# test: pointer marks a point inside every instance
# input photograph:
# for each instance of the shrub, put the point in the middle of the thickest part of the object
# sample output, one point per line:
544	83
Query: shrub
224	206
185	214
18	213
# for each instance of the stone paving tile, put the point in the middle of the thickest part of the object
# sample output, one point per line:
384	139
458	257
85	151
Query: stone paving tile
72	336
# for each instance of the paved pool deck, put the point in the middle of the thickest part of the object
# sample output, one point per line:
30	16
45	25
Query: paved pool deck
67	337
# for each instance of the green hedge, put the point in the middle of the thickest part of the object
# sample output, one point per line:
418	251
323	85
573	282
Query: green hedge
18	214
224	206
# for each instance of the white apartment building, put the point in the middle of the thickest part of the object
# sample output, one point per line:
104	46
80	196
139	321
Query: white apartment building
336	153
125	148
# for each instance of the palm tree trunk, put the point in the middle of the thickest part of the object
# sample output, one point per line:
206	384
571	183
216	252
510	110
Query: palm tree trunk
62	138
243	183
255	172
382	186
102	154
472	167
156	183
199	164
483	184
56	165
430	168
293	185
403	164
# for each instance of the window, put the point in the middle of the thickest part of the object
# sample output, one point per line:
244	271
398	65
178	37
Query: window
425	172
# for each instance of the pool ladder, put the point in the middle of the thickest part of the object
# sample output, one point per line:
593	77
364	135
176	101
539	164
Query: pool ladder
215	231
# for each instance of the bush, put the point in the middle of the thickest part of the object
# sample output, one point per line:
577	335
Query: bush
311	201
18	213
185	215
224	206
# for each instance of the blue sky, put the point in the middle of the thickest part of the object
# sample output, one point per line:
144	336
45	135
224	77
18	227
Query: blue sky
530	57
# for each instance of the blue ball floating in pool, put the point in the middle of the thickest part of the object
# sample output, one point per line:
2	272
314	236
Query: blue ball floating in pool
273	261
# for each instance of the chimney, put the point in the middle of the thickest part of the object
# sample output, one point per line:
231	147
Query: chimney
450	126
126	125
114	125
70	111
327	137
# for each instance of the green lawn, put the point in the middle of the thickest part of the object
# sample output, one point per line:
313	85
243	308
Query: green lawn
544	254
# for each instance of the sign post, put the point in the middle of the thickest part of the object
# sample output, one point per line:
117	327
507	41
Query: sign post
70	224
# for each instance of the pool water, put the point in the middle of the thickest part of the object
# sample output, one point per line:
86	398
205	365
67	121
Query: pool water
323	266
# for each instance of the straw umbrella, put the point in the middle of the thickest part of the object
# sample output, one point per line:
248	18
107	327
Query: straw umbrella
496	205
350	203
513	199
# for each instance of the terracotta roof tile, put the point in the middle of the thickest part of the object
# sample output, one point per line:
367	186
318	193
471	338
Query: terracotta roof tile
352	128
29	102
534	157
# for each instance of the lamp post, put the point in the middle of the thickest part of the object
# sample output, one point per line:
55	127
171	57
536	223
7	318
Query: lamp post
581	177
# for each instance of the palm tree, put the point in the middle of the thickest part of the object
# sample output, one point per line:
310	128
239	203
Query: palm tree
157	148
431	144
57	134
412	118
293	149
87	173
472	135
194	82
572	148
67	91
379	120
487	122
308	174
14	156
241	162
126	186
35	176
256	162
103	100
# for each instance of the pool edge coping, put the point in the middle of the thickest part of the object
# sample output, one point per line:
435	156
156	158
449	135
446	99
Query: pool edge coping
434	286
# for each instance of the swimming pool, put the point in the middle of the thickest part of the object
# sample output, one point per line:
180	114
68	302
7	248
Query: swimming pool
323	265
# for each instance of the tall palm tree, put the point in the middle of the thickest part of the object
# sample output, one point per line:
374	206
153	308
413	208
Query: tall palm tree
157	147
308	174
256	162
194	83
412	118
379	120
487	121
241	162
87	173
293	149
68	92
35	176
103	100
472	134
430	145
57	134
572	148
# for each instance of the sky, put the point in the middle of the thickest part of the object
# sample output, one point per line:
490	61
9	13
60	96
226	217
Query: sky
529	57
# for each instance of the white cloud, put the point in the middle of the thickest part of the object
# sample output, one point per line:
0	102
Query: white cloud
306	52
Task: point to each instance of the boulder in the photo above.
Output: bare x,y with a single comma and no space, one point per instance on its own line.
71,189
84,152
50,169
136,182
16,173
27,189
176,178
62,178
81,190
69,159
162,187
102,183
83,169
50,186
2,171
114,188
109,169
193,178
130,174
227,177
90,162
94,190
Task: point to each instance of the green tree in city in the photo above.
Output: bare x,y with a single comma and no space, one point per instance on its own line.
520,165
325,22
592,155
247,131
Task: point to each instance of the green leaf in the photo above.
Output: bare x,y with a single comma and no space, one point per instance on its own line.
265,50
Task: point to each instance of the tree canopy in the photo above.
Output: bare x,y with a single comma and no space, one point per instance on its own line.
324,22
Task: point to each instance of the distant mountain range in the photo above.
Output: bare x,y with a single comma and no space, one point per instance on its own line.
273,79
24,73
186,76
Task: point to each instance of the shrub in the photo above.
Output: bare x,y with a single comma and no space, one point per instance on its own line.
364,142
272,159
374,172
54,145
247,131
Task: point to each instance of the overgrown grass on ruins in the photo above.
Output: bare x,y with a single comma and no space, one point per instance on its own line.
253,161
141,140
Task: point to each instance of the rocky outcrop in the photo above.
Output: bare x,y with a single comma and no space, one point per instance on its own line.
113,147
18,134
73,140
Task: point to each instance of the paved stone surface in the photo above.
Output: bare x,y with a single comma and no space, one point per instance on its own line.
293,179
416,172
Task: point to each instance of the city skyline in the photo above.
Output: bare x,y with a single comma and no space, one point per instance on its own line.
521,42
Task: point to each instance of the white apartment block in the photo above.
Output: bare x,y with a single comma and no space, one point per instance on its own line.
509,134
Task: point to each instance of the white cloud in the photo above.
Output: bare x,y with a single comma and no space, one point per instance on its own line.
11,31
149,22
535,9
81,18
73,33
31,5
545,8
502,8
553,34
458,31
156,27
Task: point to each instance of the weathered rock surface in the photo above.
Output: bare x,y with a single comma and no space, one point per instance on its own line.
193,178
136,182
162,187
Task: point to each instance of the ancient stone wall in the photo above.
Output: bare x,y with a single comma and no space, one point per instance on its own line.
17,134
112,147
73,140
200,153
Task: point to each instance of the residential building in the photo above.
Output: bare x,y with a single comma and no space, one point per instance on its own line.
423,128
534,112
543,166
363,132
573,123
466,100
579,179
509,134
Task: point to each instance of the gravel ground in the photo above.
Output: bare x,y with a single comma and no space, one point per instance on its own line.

........

Repeat the entries shown above, every one, word for word.

:: Answer to this task ::
# test: pointer marks a point inside every instance
# input photograph:
# for each instance of the shrub, put the point in the middle of the thickest part of the object
# sample output, one point per line:
544	83
Query: shrub
224	206
185	214
18	213
# for each instance of the stone paving tile, put the point in the middle of the thickest part of the object
# sample output, one point per line:
384	139
458	257
85	151
Query: stone paving tile
72	336
# for each instance of the paved pool deck, put the point in the middle of the thickest part of the object
# sample output, one point per line:
30	16
45	25
Query: paved pool deck
67	337
# for each instance of the green hedge, put the point in the middle of the thickest part of the object
# sample output, one point per line:
418	251
323	85
573	282
Query: green hedge
18	214
224	206
# for each instance of the white apartment building, put the point in the middle of the thickest part of the object
# sample output, one point per line:
104	46
80	196
139	321
Query: white apartment building
336	153
125	148
# for each instance of the palm tree trunk, put the point in the middle of the thickest part of the object
# sample output, one point per line:
206	384
571	183
216	252
510	110
Query: palm tree trunk
62	138
243	183
255	172
382	186
102	154
472	167
156	183
199	164
483	184
56	165
430	168
293	185
403	164
# for each instance of the window, put the point in the middle of the thickest part of the object
# sample output, one point per line:
244	271
398	65
178	37
Query: window
425	172
# for each instance of the pool ladder, put the point in the middle of the thickest part of the object
# sample output, one point per line:
593	77
364	135
176	101
539	164
Query: pool ladder
215	231
# for each instance of the bush, put the point in the middle of the thickest part of the object
# sample output, one point per line:
577	335
Query: bush
311	201
18	213
185	215
224	206
# for each instance of the blue sky, put the point in the middle of the thickest part of the object
# sample output, one point per line:
144	336
45	135
224	77
18	227
Query: blue sky
530	57
# for each instance of the blue ball floating in pool, put the point in the middle of the thickest part of the object
# sample output, one point per line:
2	272
314	236
Query: blue ball floating in pool
273	261
# for each instance of the chimney, put the point in the middle of the thickest part of the object
# sample output, one point per line:
231	147
Query: chimney
450	126
126	125
114	125
70	111
327	137
# for each instance of the green lawn, put the point in the middle of the thickest part of the object
# sample output, one point per line:
313	85
243	308
Query: green lawn
544	254
# for each instance of the sign post, put the point in the middle of the thickest part of the object
# sample output, one point per line:
117	327
507	41
Query: sign post
70	224
# for each instance of the pool water, put the point in the middle of the thickest part of the object
# sample output, one point per line:
86	398
205	365
67	121
Query: pool water
323	266
# for each instance of the straw umbrella, put the point in the middle of the thickest part of the object
# sample output, one point per line:
248	18
107	327
Query: straw umbrella
496	205
350	203
513	199
# for each instance of the terracotta roof tile, put the point in the middle of the thickest part of the object
# sample output, one point per line:
367	186
318	193
471	338
Query: terracotta roof tile
352	128
29	102
534	157
# for each instance of the lamp post, put the point in the middle of the thickest part of the object
# sample output, one point per line:
55	127
171	57
536	223
7	318
Query: lamp post
581	177
# for each instance of the palm tree, put the point in the middle of the thickest part of the object
# sample output, one point per line:
310	128
239	203
Query: palm tree
157	148
431	144
57	134
412	118
293	149
87	173
472	135
194	82
572	148
67	91
379	120
487	122
308	174
14	156
241	162
126	186
35	176
256	162
103	100
# for each instance of the pool edge coping, put the point in the middle of the thickest part of the object
# sample output, one point per line:
435	156
156	158
449	135
446	99
Query: pool edge coping
434	286
# for each instance of the swimming pool, put the point in the middle of the thickest part of the object
# sample output, one point per line:
180	114
68	302
7	248
Query: swimming pool
323	265
# for each instance of the tall palm tree, put the point in the middle of the thickest part of the object
# sample output, one point per line:
374	206
153	308
413	208
Query: tall palm tree
157	147
308	174
256	162
194	83
412	118
379	120
487	121
241	162
87	173
293	149
68	92
35	176
103	100
472	134
430	145
57	134
572	148
# for each instance of the sky, put the point in the middle of the thickest part of the object
# sample output, one point per line:
490	61
9	13
60	96
226	217
Query: sky
529	57
# for each instance of the white cloud, put the point in the middle of the thickest part of the object
# sample output, one point per line:
0	102
Query: white cloud
306	52
Task: point to each instance of the boulder in the photo above.
Output: bare x,y with a single comma and no space, one point per instance on its own line.
71,189
84,152
50,169
136,182
16,173
27,189
176,178
62,178
81,190
69,159
162,187
102,183
83,169
50,186
2,171
114,188
109,169
193,178
130,174
227,177
90,162
94,190
Task: point to each instance of the green tree in city in the photo above.
Output: bare x,y with a single comma and no space, one point per instance on its own line.
520,165
325,22
592,155
247,131
Task: point to each instance of the green leaf in the photo above.
Output: bare x,y with a single comma and no space, one point per instance on its own line.
265,50
Task: point to each instance of the tree canopy in the photo above.
Output: bare x,y with a single comma and no space, one point per instance on its own line.
324,22
Task: point to each instance of the distant mountain range in the photo above.
Output: bare x,y with a single comma and no space, one point per instance on its own line.
273,79
24,73
186,76
Task: point to each instance of the shrub in the photo above.
Output: bare x,y with a single comma and no space, one point per instance on its own line.
364,142
272,159
374,172
54,145
247,131
Task: point to each instance of the overgrown grass on ruins in the photo above.
Output: bare x,y with a single comma and no space, one point per instance on its own line.
253,161
141,140
Task: point to each instance of the rocky outcrop in the photo above.
Output: bare x,y with a single comma and no space, one point per instance on its own line.
113,147
18,134
73,140
Task: point to each instance of the paved stone surface in the photo above.
Output: bare x,y with a single comma and no space, one point per instance on its own line.
293,179
416,172
Task: point to each instance of the city skyline in the photo above.
Output: bare x,y with a single comma and no space, one point per instance on its own line.
521,42
Task: point to each instance of the white apartment block in the photo above.
Output: bare x,y with a single comma and no space, one point per instance on its own line.
509,134
Task: point to each instance of the white cloud in the photo above.
Output: bare x,y with a single comma and no space, one point per instance on its own line.
11,31
149,22
535,9
81,18
73,33
31,5
545,8
502,8
553,34
458,31
156,27
Task: point to each instance of the weathered rock surface in the photo above.
Output: bare x,y with a single comma and no space, one point per instance on its own line.
193,178
136,182
162,187
Task: point to each instance of the ancient stone wall in the photo above.
Output: bare x,y with a single comma and no space, one point per instance on its own line.
17,134
112,147
73,140
200,153
Task: point to each instance of the residential building in the photo above.
Output: bare x,y with a single comma and no space, one point per instance on its own line.
423,128
534,112
543,166
363,132
573,123
466,100
579,179
509,134
Task: point to each instance of the gravel ground in the photo above.
Output: bare x,y with a single comma and no space, one point per instance on its own line.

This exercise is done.